Written problem> Find every line in the rows below that contains the string "yellow" and copy each of those lines. Case counts.

:: Given data ::

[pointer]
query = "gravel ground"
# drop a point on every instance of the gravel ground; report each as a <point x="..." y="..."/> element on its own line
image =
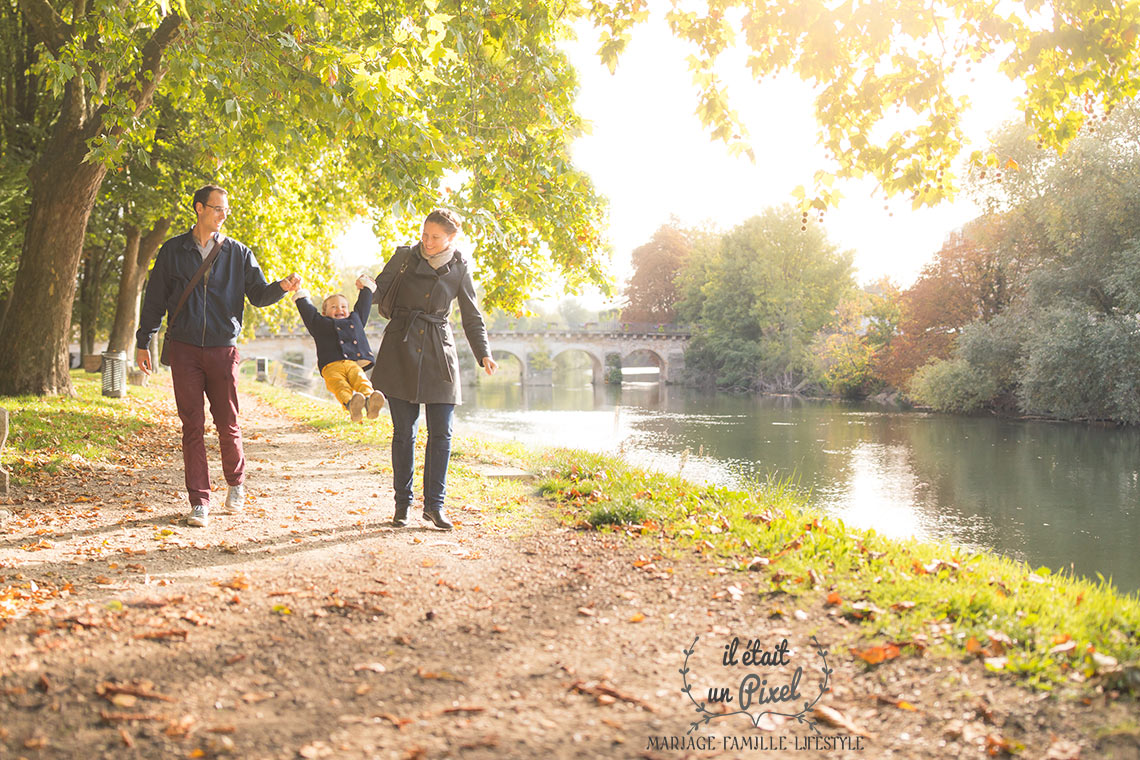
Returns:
<point x="307" y="627"/>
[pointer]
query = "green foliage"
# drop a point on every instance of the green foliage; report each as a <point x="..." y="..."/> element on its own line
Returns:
<point x="847" y="350"/>
<point x="758" y="294"/>
<point x="651" y="294"/>
<point x="314" y="114"/>
<point x="1080" y="365"/>
<point x="994" y="348"/>
<point x="849" y="369"/>
<point x="48" y="433"/>
<point x="952" y="385"/>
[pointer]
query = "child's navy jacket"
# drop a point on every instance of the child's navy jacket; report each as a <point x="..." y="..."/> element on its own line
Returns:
<point x="339" y="338"/>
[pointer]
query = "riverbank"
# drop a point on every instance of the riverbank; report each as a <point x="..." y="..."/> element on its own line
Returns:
<point x="308" y="627"/>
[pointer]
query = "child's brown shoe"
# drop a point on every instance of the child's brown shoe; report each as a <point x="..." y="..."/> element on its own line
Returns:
<point x="356" y="407"/>
<point x="375" y="403"/>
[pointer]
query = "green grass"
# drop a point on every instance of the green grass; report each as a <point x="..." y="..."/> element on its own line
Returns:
<point x="47" y="432"/>
<point x="1042" y="628"/>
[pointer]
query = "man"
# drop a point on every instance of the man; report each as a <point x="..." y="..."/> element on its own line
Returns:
<point x="202" y="336"/>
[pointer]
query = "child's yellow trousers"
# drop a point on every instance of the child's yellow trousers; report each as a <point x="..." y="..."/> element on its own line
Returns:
<point x="343" y="378"/>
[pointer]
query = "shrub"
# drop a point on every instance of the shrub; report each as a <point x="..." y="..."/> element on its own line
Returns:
<point x="952" y="385"/>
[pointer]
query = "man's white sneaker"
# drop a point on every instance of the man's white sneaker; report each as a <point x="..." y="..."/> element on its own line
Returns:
<point x="200" y="516"/>
<point x="356" y="407"/>
<point x="235" y="499"/>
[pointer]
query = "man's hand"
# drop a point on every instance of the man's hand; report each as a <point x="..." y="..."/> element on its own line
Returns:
<point x="365" y="282"/>
<point x="143" y="359"/>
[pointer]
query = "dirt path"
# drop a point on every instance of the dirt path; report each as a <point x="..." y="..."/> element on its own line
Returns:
<point x="308" y="627"/>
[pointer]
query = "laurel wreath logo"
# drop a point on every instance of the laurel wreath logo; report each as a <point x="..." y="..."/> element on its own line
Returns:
<point x="800" y="717"/>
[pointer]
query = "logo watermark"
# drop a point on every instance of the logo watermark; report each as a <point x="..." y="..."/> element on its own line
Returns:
<point x="766" y="681"/>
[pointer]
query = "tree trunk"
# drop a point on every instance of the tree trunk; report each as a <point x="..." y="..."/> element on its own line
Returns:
<point x="137" y="256"/>
<point x="37" y="328"/>
<point x="87" y="283"/>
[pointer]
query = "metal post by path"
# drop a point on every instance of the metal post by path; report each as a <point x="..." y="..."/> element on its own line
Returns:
<point x="3" y="439"/>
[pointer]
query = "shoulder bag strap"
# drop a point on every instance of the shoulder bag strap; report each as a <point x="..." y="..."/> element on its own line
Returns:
<point x="194" y="280"/>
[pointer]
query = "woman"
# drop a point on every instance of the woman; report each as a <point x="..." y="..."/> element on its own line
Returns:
<point x="417" y="364"/>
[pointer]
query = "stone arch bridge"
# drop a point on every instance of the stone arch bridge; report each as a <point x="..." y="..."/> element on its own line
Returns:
<point x="534" y="349"/>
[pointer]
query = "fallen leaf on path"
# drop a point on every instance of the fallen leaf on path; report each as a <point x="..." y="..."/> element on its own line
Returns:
<point x="180" y="727"/>
<point x="174" y="632"/>
<point x="156" y="602"/>
<point x="125" y="717"/>
<point x="599" y="688"/>
<point x="874" y="655"/>
<point x="372" y="667"/>
<point x="399" y="722"/>
<point x="253" y="697"/>
<point x="1064" y="648"/>
<point x="238" y="582"/>
<point x="1063" y="749"/>
<point x="463" y="708"/>
<point x="902" y="704"/>
<point x="195" y="618"/>
<point x="442" y="675"/>
<point x="998" y="745"/>
<point x="123" y="700"/>
<point x="832" y="717"/>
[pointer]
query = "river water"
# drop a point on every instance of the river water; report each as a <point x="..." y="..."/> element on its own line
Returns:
<point x="1057" y="495"/>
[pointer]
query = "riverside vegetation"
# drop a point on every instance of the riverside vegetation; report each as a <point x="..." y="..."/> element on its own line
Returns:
<point x="1044" y="629"/>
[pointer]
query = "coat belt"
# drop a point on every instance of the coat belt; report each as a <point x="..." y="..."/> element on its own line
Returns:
<point x="431" y="318"/>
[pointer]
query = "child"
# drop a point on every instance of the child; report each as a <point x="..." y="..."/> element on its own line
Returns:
<point x="342" y="349"/>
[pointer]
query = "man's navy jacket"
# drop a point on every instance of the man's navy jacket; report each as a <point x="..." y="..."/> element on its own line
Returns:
<point x="212" y="315"/>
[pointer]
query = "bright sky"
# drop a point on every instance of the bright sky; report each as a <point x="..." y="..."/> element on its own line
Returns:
<point x="650" y="156"/>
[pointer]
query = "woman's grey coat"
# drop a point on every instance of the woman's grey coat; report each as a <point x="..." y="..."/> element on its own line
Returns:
<point x="417" y="360"/>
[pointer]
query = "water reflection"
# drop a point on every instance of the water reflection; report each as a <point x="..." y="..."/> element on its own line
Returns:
<point x="1055" y="495"/>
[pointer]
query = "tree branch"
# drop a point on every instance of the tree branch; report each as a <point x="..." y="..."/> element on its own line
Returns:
<point x="141" y="90"/>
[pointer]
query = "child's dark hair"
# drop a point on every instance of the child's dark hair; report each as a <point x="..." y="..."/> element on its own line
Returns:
<point x="447" y="219"/>
<point x="330" y="297"/>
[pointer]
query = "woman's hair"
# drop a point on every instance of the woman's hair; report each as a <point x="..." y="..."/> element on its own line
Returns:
<point x="447" y="219"/>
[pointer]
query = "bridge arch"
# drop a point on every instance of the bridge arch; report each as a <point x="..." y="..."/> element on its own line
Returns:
<point x="596" y="362"/>
<point x="638" y="356"/>
<point x="667" y="345"/>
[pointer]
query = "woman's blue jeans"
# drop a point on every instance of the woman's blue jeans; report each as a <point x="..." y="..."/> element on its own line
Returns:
<point x="405" y="422"/>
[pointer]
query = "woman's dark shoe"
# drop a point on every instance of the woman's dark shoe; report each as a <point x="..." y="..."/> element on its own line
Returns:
<point x="437" y="517"/>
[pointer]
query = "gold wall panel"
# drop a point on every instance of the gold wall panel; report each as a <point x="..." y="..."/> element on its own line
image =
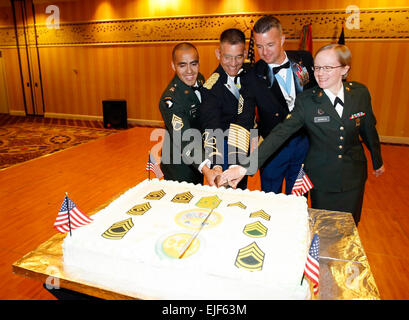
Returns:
<point x="387" y="24"/>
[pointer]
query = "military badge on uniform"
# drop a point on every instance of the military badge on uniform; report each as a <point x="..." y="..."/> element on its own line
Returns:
<point x="168" y="101"/>
<point x="177" y="123"/>
<point x="357" y="115"/>
<point x="211" y="81"/>
<point x="241" y="104"/>
<point x="302" y="74"/>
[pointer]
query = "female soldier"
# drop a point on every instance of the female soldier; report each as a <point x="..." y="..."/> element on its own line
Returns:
<point x="335" y="115"/>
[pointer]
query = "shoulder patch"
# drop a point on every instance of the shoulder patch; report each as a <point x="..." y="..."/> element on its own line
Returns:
<point x="168" y="101"/>
<point x="211" y="81"/>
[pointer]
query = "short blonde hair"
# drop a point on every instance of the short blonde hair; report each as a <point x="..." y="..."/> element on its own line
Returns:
<point x="342" y="52"/>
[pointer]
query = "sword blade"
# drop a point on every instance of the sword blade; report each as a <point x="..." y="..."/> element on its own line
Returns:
<point x="193" y="237"/>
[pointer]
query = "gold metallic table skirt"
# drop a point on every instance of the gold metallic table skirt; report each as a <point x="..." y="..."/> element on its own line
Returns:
<point x="344" y="269"/>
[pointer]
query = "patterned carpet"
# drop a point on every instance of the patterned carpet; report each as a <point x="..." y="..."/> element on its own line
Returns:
<point x="27" y="138"/>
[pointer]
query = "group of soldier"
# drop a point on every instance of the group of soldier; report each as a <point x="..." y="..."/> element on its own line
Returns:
<point x="216" y="128"/>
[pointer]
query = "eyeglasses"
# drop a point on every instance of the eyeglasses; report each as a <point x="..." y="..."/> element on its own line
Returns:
<point x="326" y="69"/>
<point x="230" y="58"/>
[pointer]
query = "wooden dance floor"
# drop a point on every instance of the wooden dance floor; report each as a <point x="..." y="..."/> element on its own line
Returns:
<point x="31" y="195"/>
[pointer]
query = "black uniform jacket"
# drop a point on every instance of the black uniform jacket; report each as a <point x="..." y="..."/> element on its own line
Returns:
<point x="336" y="160"/>
<point x="220" y="108"/>
<point x="258" y="89"/>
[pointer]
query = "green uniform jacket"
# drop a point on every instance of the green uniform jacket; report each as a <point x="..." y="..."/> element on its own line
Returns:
<point x="180" y="109"/>
<point x="336" y="160"/>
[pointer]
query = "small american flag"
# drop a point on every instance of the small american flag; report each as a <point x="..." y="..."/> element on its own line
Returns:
<point x="302" y="184"/>
<point x="152" y="166"/>
<point x="312" y="266"/>
<point x="251" y="56"/>
<point x="70" y="217"/>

:::

Right answer>
query = "child's yellow trousers"
# drop a point on every instance of the child's yellow trousers; report each as a <point x="..." y="..."/> element on its own line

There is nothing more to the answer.